(Stored data entries)
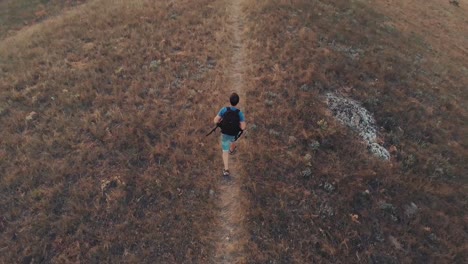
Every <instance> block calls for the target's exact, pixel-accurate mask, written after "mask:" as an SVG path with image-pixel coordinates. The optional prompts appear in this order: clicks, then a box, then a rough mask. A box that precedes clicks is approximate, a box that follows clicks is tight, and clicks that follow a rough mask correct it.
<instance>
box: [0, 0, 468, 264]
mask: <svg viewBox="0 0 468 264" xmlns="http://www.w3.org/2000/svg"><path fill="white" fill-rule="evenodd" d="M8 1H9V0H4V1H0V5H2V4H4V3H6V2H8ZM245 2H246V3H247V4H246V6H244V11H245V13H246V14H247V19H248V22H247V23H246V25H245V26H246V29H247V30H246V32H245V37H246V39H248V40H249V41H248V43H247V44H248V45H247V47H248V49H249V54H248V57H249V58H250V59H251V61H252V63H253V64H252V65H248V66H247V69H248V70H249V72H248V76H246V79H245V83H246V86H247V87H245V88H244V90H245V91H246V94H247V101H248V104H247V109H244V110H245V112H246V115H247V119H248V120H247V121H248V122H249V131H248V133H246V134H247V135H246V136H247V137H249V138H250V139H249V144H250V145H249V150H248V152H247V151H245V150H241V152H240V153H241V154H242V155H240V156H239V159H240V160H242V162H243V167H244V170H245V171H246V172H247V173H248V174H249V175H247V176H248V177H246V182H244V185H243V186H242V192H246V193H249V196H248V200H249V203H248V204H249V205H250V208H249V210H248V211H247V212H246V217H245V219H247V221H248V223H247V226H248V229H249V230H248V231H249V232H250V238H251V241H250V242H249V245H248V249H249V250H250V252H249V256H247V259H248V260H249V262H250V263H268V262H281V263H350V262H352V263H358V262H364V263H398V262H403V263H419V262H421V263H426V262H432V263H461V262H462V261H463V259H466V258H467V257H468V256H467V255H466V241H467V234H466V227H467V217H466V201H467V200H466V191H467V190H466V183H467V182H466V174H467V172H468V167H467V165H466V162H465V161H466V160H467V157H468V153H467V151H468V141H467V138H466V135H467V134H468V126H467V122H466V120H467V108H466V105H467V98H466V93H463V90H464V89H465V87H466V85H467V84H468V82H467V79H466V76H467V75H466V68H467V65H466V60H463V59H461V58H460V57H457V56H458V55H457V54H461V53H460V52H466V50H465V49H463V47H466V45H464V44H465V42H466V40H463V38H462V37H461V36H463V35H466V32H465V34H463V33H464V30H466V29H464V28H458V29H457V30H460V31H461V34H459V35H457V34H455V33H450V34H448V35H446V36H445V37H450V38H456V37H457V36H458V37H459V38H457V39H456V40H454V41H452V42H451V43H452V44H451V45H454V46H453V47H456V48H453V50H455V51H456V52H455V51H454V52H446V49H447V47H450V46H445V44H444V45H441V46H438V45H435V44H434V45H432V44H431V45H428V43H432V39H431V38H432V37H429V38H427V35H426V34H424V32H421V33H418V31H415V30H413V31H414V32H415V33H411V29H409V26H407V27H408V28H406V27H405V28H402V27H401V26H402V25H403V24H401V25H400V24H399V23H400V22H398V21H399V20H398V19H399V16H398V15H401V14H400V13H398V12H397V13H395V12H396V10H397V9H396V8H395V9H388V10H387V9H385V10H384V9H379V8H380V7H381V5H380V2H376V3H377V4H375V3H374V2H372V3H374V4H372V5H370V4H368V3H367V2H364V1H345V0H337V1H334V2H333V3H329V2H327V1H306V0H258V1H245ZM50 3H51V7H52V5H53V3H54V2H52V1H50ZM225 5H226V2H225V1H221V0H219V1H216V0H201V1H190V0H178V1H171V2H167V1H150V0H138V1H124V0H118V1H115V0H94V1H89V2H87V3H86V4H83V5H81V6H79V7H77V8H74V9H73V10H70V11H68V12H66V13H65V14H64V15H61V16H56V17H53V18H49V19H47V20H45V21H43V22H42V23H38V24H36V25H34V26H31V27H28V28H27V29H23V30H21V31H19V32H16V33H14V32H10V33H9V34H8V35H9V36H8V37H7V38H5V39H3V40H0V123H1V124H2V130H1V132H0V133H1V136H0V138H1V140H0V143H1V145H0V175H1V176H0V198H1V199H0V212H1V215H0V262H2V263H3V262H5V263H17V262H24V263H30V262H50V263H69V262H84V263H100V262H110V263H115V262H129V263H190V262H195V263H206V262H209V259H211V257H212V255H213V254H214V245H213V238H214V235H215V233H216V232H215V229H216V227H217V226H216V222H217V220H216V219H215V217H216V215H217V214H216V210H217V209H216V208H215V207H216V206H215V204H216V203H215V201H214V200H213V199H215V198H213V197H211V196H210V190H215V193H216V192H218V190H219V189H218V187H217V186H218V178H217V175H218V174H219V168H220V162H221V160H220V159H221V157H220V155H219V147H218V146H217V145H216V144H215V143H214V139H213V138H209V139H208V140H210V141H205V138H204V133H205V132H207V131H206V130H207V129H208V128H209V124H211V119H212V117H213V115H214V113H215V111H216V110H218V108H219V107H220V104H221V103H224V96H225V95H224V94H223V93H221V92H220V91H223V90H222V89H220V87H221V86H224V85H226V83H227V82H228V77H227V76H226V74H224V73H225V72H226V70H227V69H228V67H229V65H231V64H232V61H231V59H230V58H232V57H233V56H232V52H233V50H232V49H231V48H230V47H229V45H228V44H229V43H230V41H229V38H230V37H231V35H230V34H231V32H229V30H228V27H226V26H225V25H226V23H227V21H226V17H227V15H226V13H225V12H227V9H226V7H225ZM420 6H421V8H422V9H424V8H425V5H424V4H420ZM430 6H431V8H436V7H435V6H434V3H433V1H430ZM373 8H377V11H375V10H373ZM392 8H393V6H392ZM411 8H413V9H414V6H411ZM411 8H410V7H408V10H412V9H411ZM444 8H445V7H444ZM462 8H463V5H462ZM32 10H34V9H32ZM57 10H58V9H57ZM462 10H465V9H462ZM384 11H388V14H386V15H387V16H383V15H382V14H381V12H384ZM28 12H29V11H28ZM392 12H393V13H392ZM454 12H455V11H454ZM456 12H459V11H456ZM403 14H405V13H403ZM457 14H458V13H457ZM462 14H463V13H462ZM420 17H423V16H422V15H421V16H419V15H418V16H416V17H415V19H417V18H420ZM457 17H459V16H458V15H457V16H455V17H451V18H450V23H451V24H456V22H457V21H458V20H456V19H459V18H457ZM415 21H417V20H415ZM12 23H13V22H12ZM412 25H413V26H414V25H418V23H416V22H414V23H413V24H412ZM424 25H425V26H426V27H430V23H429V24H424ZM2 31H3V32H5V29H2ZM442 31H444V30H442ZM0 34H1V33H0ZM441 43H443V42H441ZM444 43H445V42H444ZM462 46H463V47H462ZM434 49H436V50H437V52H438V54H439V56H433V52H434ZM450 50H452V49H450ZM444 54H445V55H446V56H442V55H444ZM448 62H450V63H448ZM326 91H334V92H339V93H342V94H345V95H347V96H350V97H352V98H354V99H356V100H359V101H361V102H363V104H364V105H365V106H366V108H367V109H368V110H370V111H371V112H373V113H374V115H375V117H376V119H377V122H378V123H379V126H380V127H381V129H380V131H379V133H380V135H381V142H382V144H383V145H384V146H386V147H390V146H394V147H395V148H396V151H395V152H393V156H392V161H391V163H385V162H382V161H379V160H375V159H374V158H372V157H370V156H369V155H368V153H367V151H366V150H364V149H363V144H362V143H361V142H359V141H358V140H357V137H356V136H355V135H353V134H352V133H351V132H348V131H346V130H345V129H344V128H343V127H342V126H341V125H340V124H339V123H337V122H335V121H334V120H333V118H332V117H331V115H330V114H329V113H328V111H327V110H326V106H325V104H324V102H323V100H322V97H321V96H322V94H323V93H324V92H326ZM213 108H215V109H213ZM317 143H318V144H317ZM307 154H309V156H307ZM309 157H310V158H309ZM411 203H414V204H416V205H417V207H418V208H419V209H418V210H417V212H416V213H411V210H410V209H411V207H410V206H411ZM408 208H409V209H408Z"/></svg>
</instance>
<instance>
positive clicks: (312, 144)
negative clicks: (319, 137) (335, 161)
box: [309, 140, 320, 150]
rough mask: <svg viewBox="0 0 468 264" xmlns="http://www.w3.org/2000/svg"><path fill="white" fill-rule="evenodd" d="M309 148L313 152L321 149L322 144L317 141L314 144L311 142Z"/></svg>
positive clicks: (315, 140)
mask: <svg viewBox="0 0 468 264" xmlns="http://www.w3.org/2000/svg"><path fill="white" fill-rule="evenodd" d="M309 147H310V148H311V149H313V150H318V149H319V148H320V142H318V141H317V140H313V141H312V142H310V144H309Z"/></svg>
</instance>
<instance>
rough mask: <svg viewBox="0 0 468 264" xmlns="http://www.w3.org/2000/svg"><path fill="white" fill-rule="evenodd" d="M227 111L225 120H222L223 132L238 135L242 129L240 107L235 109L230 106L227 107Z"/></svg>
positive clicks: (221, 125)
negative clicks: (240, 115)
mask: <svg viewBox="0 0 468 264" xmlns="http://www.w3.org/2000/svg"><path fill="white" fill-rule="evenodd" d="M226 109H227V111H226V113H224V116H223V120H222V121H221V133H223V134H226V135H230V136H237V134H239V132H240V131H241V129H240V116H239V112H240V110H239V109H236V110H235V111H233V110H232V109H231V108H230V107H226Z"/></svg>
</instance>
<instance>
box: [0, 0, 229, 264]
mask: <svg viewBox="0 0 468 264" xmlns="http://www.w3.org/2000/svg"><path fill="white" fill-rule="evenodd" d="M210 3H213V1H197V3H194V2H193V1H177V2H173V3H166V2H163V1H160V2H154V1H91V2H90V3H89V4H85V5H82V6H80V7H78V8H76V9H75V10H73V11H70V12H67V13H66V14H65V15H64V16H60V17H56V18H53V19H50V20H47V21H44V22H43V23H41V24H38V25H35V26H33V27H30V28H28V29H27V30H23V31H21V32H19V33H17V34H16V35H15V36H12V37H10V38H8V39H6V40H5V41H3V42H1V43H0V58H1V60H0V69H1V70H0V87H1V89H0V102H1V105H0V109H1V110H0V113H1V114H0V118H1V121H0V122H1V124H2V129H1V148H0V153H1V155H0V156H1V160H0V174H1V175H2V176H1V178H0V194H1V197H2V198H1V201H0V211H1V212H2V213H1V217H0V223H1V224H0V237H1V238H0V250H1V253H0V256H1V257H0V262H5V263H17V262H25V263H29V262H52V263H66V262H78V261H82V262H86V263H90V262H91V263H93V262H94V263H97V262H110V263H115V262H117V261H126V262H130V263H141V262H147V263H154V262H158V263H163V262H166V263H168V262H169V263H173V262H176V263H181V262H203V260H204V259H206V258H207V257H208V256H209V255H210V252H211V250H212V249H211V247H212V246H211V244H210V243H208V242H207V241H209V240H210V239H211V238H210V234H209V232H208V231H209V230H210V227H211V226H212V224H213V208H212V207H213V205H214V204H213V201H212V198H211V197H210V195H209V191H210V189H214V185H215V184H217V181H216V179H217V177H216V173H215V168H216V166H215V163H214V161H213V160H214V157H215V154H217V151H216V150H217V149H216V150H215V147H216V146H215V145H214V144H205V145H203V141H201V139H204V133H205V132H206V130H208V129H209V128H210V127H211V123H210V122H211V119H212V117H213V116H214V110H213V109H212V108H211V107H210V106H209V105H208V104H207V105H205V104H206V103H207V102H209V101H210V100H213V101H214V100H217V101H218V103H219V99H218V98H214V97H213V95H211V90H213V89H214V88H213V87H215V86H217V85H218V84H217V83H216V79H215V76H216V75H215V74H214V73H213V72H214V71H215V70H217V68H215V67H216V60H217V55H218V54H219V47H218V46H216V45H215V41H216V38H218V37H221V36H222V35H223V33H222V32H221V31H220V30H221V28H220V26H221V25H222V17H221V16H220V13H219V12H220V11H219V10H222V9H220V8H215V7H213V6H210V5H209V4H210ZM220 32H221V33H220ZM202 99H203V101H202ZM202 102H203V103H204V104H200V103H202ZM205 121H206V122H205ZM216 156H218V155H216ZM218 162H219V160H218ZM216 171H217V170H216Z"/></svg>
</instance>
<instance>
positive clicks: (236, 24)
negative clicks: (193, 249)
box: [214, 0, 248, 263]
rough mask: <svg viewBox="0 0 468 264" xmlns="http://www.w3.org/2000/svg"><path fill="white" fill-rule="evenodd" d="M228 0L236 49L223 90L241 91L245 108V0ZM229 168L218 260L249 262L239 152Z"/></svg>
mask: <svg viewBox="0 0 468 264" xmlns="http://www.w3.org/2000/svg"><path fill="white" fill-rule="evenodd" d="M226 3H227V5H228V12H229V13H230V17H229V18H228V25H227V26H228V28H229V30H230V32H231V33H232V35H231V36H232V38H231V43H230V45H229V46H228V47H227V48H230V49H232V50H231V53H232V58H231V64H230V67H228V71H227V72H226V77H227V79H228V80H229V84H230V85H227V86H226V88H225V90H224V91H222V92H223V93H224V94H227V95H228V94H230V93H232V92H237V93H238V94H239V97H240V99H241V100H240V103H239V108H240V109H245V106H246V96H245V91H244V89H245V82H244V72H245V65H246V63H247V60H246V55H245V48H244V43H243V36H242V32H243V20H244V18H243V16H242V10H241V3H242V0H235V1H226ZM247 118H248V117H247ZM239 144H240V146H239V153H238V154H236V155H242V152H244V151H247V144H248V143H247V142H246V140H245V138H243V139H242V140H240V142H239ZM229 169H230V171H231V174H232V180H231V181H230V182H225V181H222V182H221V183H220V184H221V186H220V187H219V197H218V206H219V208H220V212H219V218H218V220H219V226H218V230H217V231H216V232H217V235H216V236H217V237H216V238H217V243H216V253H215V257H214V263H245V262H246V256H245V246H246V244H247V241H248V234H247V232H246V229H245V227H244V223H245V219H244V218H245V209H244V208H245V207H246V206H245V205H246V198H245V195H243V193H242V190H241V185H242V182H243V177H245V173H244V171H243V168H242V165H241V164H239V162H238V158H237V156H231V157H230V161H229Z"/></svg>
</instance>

--

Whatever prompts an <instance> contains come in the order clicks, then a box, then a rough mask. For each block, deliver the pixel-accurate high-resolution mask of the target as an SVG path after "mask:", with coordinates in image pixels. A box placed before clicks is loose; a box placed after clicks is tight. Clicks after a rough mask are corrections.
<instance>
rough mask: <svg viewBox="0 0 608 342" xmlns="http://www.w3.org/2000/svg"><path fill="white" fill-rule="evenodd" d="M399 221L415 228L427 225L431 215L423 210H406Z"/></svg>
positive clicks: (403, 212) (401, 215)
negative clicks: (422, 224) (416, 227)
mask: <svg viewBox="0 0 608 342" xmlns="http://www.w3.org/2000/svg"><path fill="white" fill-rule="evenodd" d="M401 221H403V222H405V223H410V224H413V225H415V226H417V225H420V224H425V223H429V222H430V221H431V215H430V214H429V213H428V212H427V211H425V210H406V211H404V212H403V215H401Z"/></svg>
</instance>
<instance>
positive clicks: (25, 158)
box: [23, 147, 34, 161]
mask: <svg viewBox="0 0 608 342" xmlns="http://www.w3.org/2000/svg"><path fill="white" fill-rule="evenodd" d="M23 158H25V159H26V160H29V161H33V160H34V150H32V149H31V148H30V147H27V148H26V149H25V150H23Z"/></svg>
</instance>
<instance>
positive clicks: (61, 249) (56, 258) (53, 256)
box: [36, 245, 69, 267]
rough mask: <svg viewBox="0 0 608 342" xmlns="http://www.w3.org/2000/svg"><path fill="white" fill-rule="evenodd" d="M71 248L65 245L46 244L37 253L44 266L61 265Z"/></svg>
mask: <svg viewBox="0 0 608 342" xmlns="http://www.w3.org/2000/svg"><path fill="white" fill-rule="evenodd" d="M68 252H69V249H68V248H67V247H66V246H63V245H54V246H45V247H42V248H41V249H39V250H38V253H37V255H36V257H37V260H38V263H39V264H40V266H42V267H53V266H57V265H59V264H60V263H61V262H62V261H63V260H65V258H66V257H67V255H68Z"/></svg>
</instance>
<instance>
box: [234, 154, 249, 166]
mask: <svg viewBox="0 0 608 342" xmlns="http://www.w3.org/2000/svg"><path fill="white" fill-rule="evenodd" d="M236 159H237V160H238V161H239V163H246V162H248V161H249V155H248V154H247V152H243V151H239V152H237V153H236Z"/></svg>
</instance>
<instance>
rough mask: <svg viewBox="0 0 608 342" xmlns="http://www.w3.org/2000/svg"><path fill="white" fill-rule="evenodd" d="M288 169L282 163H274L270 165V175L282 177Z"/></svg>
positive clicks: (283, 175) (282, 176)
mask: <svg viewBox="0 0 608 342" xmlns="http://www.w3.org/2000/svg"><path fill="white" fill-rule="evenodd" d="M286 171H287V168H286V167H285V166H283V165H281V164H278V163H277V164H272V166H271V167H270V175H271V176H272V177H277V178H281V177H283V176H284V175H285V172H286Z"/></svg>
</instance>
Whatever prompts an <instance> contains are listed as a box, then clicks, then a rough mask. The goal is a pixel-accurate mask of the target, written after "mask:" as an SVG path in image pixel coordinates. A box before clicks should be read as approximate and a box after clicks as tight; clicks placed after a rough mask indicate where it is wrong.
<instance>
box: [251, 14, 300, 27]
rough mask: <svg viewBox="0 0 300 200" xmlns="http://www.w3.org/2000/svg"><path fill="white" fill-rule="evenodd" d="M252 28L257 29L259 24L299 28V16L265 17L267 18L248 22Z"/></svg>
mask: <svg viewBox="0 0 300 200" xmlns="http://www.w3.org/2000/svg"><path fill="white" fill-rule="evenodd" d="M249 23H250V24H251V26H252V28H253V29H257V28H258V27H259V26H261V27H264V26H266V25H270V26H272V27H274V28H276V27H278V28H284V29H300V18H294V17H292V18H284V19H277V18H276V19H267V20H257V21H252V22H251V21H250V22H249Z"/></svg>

...

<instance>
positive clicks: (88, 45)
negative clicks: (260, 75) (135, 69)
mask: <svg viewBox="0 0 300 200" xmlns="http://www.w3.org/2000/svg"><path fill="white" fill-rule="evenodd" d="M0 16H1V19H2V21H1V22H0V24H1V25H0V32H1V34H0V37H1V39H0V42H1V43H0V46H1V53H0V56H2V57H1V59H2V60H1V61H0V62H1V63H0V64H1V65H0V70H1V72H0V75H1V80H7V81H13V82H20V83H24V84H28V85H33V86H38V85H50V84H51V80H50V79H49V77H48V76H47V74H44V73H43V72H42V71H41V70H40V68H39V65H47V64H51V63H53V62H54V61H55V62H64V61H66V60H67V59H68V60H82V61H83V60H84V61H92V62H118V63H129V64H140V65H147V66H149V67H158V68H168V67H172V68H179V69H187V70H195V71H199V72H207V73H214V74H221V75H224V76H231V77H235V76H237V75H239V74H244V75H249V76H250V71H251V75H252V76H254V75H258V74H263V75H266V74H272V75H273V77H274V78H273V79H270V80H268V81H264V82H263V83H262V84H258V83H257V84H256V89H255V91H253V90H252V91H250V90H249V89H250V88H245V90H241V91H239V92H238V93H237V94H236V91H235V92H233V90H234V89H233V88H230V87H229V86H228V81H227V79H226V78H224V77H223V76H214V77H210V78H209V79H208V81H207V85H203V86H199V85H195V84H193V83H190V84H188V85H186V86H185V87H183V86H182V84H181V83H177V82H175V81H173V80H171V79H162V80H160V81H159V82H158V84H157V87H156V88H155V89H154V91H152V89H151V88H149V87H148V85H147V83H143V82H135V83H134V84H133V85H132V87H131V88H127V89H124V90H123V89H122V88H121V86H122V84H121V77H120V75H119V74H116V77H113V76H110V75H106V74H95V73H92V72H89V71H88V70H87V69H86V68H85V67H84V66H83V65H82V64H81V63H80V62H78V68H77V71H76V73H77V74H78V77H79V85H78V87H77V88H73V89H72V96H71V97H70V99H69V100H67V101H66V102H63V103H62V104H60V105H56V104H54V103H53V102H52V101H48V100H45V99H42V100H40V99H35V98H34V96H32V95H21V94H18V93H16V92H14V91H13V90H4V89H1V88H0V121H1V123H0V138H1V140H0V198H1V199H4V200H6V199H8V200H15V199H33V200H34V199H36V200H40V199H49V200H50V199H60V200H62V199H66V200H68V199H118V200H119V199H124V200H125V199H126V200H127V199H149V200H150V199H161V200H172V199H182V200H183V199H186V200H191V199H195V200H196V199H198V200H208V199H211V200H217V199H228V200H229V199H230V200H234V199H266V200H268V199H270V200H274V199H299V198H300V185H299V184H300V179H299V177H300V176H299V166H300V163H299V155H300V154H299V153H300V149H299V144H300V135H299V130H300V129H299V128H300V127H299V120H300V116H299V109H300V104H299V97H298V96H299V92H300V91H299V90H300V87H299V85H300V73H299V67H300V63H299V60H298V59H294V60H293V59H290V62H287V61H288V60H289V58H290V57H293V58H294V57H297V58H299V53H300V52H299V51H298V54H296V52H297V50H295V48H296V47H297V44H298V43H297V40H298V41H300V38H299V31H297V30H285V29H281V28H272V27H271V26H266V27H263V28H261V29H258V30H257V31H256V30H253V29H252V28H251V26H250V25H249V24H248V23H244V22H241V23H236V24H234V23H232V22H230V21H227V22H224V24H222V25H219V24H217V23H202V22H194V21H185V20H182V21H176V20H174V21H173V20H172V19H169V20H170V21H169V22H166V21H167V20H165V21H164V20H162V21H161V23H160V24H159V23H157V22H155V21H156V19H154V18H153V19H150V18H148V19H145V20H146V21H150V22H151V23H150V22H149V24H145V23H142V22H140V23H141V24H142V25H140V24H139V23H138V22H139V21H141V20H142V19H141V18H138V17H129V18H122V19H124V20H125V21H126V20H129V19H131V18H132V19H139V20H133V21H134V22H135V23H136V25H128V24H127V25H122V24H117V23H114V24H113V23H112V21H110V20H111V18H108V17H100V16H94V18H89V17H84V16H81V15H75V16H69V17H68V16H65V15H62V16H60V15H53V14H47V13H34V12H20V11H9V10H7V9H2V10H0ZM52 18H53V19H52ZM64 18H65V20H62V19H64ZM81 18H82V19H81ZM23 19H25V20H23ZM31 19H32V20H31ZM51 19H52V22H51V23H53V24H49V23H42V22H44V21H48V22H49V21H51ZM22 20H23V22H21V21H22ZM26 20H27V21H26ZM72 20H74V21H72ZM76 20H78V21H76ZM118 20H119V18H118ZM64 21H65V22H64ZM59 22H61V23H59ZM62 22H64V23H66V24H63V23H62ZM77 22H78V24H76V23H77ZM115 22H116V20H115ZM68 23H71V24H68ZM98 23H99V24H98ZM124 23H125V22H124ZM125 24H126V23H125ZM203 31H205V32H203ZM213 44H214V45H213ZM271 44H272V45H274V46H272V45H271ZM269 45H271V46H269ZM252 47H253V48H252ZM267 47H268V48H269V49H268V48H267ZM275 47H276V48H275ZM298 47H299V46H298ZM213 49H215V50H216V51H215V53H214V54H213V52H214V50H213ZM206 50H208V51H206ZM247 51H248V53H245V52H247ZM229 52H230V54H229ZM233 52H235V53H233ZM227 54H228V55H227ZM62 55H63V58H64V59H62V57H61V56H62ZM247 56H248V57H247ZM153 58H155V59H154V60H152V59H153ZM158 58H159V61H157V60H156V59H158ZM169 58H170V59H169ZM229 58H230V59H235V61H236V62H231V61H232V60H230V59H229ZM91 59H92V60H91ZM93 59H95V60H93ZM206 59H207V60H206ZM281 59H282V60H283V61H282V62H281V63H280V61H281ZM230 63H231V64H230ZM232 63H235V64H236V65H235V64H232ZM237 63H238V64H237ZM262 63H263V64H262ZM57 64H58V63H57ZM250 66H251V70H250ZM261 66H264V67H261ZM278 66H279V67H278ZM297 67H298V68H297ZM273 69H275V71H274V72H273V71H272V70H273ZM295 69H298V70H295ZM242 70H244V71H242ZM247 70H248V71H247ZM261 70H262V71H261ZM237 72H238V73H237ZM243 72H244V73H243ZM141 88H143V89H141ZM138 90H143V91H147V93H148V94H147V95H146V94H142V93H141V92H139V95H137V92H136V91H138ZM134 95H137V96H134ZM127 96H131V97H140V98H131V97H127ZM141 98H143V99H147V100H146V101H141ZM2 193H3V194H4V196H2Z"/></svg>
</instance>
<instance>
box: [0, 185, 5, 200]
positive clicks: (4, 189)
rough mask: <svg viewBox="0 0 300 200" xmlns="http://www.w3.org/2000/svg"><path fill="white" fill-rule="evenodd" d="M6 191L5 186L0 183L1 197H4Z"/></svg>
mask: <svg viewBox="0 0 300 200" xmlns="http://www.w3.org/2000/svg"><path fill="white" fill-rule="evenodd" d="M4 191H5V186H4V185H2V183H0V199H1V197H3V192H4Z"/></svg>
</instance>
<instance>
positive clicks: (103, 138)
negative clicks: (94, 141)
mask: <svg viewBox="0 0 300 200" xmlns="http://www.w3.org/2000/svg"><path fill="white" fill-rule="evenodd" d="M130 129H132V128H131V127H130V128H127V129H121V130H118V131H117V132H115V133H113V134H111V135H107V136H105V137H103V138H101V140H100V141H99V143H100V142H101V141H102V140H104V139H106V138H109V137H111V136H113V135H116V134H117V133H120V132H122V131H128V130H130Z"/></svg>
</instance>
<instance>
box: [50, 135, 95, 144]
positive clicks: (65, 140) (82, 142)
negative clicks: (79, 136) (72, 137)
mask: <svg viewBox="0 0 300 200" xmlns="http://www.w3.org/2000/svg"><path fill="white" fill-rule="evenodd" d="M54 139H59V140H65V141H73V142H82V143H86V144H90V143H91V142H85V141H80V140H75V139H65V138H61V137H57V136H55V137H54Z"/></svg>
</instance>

→ Task description
How many lines in the data above hold the word "order"? Answer with the number alone.

→ Task output
2